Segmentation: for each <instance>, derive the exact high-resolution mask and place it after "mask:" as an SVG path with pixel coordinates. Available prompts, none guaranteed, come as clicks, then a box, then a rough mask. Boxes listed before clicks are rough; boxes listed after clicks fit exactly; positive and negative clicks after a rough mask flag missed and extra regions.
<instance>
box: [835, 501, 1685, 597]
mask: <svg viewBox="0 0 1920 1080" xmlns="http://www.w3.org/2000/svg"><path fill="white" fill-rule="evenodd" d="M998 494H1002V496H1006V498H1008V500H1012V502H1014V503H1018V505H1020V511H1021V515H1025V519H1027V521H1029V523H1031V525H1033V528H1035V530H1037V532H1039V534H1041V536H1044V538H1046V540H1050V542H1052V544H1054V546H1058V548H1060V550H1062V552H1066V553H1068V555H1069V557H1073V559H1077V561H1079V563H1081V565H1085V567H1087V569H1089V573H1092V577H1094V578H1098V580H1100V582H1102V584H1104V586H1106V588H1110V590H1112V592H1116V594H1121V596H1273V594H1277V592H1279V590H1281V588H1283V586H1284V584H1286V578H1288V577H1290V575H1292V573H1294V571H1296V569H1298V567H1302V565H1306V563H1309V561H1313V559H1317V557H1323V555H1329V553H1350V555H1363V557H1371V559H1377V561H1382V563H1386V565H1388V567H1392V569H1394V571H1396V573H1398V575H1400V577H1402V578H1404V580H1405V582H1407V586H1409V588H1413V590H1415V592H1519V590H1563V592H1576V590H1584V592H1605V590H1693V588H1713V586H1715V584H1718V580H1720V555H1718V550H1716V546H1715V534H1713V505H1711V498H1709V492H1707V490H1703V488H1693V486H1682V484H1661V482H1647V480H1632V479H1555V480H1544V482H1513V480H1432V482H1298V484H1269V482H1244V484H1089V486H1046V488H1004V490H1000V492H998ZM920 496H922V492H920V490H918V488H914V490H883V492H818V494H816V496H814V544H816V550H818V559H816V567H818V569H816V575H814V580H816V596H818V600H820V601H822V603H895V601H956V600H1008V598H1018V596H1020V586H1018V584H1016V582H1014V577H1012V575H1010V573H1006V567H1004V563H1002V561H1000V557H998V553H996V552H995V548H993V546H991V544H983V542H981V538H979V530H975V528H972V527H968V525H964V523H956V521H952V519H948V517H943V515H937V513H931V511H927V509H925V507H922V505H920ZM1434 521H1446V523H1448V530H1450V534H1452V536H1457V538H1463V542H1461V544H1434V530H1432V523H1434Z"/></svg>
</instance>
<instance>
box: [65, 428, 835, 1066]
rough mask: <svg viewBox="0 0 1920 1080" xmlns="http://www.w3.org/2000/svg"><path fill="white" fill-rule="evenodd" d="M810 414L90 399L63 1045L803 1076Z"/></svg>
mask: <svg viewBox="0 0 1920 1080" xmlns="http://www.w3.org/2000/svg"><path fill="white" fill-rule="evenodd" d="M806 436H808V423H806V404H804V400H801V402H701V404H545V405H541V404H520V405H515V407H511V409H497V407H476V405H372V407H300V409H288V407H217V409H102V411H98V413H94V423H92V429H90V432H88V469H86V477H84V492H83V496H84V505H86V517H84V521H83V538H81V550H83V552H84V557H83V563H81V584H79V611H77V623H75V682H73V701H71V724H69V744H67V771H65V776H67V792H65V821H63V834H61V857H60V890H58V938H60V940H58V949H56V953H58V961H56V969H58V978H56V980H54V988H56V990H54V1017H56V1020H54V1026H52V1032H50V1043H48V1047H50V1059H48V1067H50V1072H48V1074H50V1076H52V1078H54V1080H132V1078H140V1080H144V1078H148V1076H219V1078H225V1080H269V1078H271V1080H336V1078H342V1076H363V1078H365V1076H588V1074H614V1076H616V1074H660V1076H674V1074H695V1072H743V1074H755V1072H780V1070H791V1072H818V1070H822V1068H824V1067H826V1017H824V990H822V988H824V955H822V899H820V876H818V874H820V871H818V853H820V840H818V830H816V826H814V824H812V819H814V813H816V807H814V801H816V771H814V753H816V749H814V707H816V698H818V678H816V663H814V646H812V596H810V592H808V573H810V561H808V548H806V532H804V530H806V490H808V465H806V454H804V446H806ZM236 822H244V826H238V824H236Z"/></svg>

········

* [Task instructions] Recast every line of the records above as a numbered list, leaving out any blank lines.

* [Answer to this problem]
1. Segmentation: for each <instance>, derive the exact high-resolution mask and place it after "mask:" as an SVG path with pixel coordinates. Available prompts, none guaranteed, come as clicks, then a box, then a rough mask. Boxes listed before clicks are rough; boxes listed after clicks fit exactly; positive and negative clicks after a rough mask flag missed and extra regions.
2. <instance>
3. box: [835, 501, 1685, 597]
4. mask: <svg viewBox="0 0 1920 1080" xmlns="http://www.w3.org/2000/svg"><path fill="white" fill-rule="evenodd" d="M998 494H1002V496H1006V498H1008V500H1012V502H1014V503H1018V505H1020V511H1021V515H1025V519H1027V521H1029V523H1031V525H1033V528H1035V530H1037V532H1039V534H1041V536H1044V538H1046V540H1050V542H1052V544H1054V546H1058V548H1060V550H1062V552H1066V553H1068V555H1069V557H1073V559H1077V561H1079V563H1081V565H1085V567H1087V569H1089V573H1092V577H1094V578H1098V580H1100V582H1102V584H1104V586H1106V588H1110V590H1112V592H1116V594H1121V596H1273V594H1277V592H1279V590H1281V588H1283V586H1284V584H1286V578H1288V577H1290V575H1292V573H1294V571H1296V569H1298V567H1302V565H1306V563H1309V561H1313V559H1317V557H1323V555H1329V553H1350V555H1363V557H1371V559H1377V561H1382V563H1386V565H1388V567H1392V569H1394V571H1396V573H1398V575H1400V577H1402V578H1404V580H1405V582H1407V586H1409V588H1413V590H1415V592H1519V590H1563V592H1576V590H1584V592H1605V590H1693V588H1713V586H1715V584H1718V580H1720V555H1718V550H1716V546H1715V534H1713V505H1711V498H1709V492H1707V490H1703V488H1693V486H1682V484H1661V482H1647V480H1632V479H1555V480H1544V482H1513V480H1432V482H1298V484H1269V482H1244V484H1089V486H1046V488H1004V490H1000V492H998ZM920 496H922V492H920V490H918V488H914V490H883V492H818V494H816V496H814V544H816V550H818V559H816V567H818V569H816V575H814V580H816V596H818V600H820V601H822V603H895V601H956V600H1008V598H1018V596H1020V586H1018V584H1016V582H1014V577H1012V575H1010V573H1006V567H1004V563H1002V561H1000V557H998V553H996V552H995V548H993V546H991V544H983V542H981V538H979V530H975V528H972V527H968V525H964V523H956V521H952V519H948V517H943V515H937V513H931V511H927V509H925V507H922V505H920ZM1434 521H1446V523H1448V530H1450V534H1452V536H1457V538H1463V542H1461V544H1434V530H1432V523H1434Z"/></svg>
5. </instance>
6. <instance>
7. box: [65, 428, 835, 1066]
8. rough mask: <svg viewBox="0 0 1920 1080" xmlns="http://www.w3.org/2000/svg"><path fill="white" fill-rule="evenodd" d="M810 414L90 399L63 1045L803 1076Z"/></svg>
9. mask: <svg viewBox="0 0 1920 1080" xmlns="http://www.w3.org/2000/svg"><path fill="white" fill-rule="evenodd" d="M806 436H808V423H806V404H804V400H801V402H701V404H545V405H541V404H520V405H515V407H511V409H497V407H476V405H372V407H300V409H288V407H217V409H102V411H98V413H94V423H92V429H90V432H88V469H86V477H84V492H83V496H84V505H86V517H84V521H83V538H81V550H83V552H84V557H83V563H81V584H79V611H77V623H75V682H73V701H71V724H69V744H67V771H65V776H67V792H65V821H63V834H61V857H60V890H58V938H60V940H58V949H56V953H58V961H56V969H58V978H56V980H54V988H56V990H54V1017H56V1020H54V1026H52V1032H50V1043H48V1047H50V1059H48V1067H50V1072H48V1074H50V1076H52V1078H54V1080H132V1078H140V1080H144V1078H148V1076H219V1078H225V1080H269V1078H271V1080H336V1078H342V1076H363V1078H365V1076H588V1074H614V1076H616V1074H660V1076H674V1074H695V1072H743V1074H755V1072H780V1070H791V1072H818V1070H822V1068H824V1067H826V1017H824V990H822V988H824V955H822V899H820V876H818V874H820V871H818V853H820V840H818V830H816V826H814V824H812V819H814V813H816V807H814V801H816V771H814V753H816V749H814V707H816V698H818V678H816V663H814V646H812V596H810V592H808V573H810V561H808V548H806V532H804V530H806V490H808V465H806V454H804V446H806ZM236 822H244V826H238V824H236Z"/></svg>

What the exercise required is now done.